* [Task]
Can you rewrite the lines below with "positive clicks" swapped for "foreground clicks" and everything else left as it is?
—————
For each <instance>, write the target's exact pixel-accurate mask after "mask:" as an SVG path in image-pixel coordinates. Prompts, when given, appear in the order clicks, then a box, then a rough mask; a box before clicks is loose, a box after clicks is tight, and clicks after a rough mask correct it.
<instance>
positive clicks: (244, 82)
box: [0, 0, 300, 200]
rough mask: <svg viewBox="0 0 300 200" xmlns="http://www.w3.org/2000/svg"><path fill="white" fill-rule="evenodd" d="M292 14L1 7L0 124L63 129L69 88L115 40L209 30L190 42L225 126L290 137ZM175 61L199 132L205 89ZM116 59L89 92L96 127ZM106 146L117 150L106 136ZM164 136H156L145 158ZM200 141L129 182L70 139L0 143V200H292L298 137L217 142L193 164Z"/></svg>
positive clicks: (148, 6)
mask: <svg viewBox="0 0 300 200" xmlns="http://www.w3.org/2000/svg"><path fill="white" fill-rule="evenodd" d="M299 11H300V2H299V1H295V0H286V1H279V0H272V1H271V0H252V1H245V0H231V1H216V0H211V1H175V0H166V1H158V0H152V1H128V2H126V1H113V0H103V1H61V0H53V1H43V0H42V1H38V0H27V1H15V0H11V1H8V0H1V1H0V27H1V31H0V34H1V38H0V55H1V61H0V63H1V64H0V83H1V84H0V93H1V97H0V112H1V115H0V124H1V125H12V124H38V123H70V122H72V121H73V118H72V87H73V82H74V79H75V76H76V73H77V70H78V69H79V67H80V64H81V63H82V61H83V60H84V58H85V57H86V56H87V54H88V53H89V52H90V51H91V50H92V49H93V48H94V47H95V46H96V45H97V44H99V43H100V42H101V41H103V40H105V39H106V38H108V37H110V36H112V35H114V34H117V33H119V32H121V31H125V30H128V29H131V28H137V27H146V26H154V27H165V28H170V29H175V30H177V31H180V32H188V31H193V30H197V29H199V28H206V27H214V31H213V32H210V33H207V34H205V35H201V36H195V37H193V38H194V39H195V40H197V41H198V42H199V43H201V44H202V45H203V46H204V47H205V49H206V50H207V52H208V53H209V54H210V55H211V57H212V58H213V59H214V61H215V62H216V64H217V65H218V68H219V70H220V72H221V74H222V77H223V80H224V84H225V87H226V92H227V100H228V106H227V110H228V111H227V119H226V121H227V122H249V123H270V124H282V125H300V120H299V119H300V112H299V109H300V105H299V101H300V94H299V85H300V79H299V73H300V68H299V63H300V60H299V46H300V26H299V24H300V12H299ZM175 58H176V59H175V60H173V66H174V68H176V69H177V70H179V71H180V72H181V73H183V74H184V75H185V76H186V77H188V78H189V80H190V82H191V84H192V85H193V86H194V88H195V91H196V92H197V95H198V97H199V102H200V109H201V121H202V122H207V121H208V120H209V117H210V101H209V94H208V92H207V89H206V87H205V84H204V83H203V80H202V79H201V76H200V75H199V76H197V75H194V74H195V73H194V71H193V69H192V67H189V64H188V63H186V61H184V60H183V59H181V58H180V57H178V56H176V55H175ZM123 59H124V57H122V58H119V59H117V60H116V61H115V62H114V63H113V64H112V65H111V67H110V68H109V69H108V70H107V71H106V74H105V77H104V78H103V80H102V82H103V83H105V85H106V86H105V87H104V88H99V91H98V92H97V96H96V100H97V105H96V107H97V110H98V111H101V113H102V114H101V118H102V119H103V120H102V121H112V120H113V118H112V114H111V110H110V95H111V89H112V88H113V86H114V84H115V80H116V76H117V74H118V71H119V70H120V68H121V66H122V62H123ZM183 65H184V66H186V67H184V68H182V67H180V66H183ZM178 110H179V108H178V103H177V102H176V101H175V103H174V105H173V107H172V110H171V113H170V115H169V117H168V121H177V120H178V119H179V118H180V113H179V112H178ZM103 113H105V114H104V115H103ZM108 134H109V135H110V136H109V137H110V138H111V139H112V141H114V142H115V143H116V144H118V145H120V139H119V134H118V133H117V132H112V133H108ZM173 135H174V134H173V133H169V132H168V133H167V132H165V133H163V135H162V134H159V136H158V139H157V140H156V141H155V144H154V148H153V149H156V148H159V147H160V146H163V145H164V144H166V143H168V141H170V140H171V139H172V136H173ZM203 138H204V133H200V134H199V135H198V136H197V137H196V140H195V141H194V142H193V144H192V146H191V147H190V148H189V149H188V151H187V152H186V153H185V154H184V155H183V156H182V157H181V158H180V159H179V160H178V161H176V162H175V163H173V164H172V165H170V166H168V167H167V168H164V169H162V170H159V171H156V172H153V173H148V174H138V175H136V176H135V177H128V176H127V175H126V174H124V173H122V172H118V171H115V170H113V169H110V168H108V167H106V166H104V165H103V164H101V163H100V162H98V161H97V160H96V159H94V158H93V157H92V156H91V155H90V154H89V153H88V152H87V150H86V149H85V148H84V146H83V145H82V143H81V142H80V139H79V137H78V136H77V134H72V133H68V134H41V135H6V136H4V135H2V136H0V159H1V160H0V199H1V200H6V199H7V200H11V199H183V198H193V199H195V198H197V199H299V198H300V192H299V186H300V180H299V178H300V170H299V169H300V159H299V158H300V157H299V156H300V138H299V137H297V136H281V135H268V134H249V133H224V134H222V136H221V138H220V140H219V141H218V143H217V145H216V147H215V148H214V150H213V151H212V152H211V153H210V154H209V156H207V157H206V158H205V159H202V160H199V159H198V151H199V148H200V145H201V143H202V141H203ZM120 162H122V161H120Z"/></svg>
—————
* [Reply to the task]
For each <instance>, write the target's exact pixel-accurate mask after "mask:" as an SVG path in image-pixel coordinates. Prompts, when given, appear in the order clicks, then a box, then a rough mask; a box before clicks is loose, a box after clicks is tight, and clicks after a rough mask correct it.
<instance>
foreground clicks: (244, 82)
box: [0, 0, 300, 200]
rough mask: <svg viewBox="0 0 300 200" xmlns="http://www.w3.org/2000/svg"><path fill="white" fill-rule="evenodd" d="M292 14L1 7L0 124L63 129L69 88L115 40L209 30L190 42L225 126L290 137ZM175 61L199 132L205 89ZM116 59L89 92L96 127ZM106 146L117 150L106 136ZM164 136H156L145 158ZM200 141L129 182L70 139L0 143V200H292L298 137L217 142L193 164Z"/></svg>
foreground clicks: (148, 6)
mask: <svg viewBox="0 0 300 200" xmlns="http://www.w3.org/2000/svg"><path fill="white" fill-rule="evenodd" d="M299 11H300V2H299V1H295V0H286V1H279V0H272V1H271V0H252V1H245V0H231V1H216V0H211V1H175V0H166V1H158V0H152V1H128V2H126V1H113V0H103V1H61V0H53V1H43V0H42V1H38V0H27V1H15V0H11V1H8V0H1V1H0V27H1V31H0V34H1V38H0V55H1V61H0V63H1V64H0V83H1V84H0V93H1V97H0V112H1V115H0V124H1V125H12V124H38V123H70V122H72V121H73V118H72V87H73V82H74V79H75V76H76V73H77V70H78V69H79V67H80V64H81V63H82V61H83V60H84V58H85V57H86V56H87V54H88V53H89V52H90V51H91V50H92V49H93V48H94V47H95V46H96V45H97V44H99V43H100V42H101V41H103V40H105V39H106V38H108V37H110V36H112V35H114V34H117V33H119V32H121V31H125V30H128V29H131V28H137V27H146V26H154V27H165V28H170V29H175V30H177V31H180V32H188V31H193V30H197V29H199V28H206V27H214V31H213V32H210V33H207V34H205V35H201V36H195V37H193V38H194V39H195V40H197V41H198V42H199V43H201V44H202V45H203V46H204V47H205V49H206V50H207V52H208V53H209V54H210V55H211V57H212V58H213V59H214V61H215V62H216V64H217V65H218V68H219V70H220V72H221V74H222V77H223V80H224V84H225V87H226V92H227V100H228V106H227V110H228V111H227V119H226V121H227V122H249V123H270V124H282V125H300V120H299V119H300V112H299V109H300V105H299V101H300V94H299V85H300V79H299V73H300V68H299V63H300V60H299V46H300V26H299V24H300V12H299ZM175 58H176V59H175V60H173V66H174V68H176V69H177V70H179V71H180V72H181V73H183V74H184V75H185V76H186V77H188V78H189V80H190V82H191V84H192V85H193V86H194V88H195V91H196V92H197V95H198V97H199V102H200V109H201V121H202V122H207V121H208V120H209V117H210V101H209V94H208V92H207V89H206V87H205V84H204V83H203V80H202V79H201V76H200V75H199V76H197V75H194V74H195V73H194V71H193V69H192V67H189V64H188V63H186V61H184V60H183V59H181V58H180V57H178V56H176V55H175ZM123 59H124V57H122V58H119V59H117V60H116V61H115V62H114V63H113V64H112V65H111V67H110V68H109V69H108V70H107V71H106V74H105V77H104V78H103V80H102V82H103V83H105V85H106V86H105V87H104V88H99V91H98V92H97V96H96V100H97V105H96V107H97V110H98V111H101V113H102V114H101V118H102V119H103V120H102V121H112V120H113V118H112V114H111V110H110V95H111V89H112V88H113V86H114V84H115V80H116V76H117V74H118V71H119V70H120V68H121V66H122V62H123ZM183 65H184V66H186V67H184V68H182V67H180V66H183ZM178 110H179V108H178V103H177V102H176V101H175V103H174V105H173V107H172V110H171V113H170V115H169V117H168V121H177V120H178V119H179V118H180V113H179V112H178ZM103 113H105V114H104V115H103ZM108 134H109V135H110V136H109V137H110V138H111V139H112V141H114V142H115V143H116V144H118V145H120V139H119V134H118V133H117V132H112V133H108ZM173 135H174V134H173V133H169V132H168V133H167V132H165V133H163V135H162V134H159V136H158V139H157V140H156V141H155V144H154V148H153V149H156V148H159V147H160V146H163V145H164V144H166V143H168V141H170V140H171V139H172V136H173ZM203 138H204V133H200V134H199V135H198V136H197V137H196V140H195V141H194V142H193V144H192V146H191V147H190V148H189V149H188V151H187V152H186V153H185V154H184V155H183V156H182V157H181V158H180V159H179V160H178V161H176V162H175V163H173V164H172V165H170V166H168V167H167V168H164V169H162V170H159V171H156V172H153V173H148V174H138V175H136V176H135V177H128V176H127V175H126V174H124V173H122V172H118V171H115V170H113V169H110V168H108V167H106V166H104V165H103V164H101V163H100V162H98V161H97V160H96V159H94V158H93V157H92V156H91V155H90V154H89V153H88V152H87V150H86V149H85V148H84V146H83V145H82V143H81V142H80V139H79V137H78V136H77V134H72V133H68V134H41V135H6V136H4V135H2V136H0V159H1V160H0V199H1V200H6V199H7V200H11V199H183V198H193V199H195V198H197V199H299V198H300V192H299V186H300V180H299V178H300V170H299V169H300V159H299V158H300V157H299V156H300V138H299V137H297V136H281V135H268V134H249V133H224V134H222V136H221V138H220V140H219V141H218V143H217V145H216V147H215V148H214V150H213V151H212V152H211V153H210V154H209V156H207V157H206V158H205V159H202V160H199V159H198V151H199V148H200V145H201V143H202V141H203ZM120 162H122V161H120Z"/></svg>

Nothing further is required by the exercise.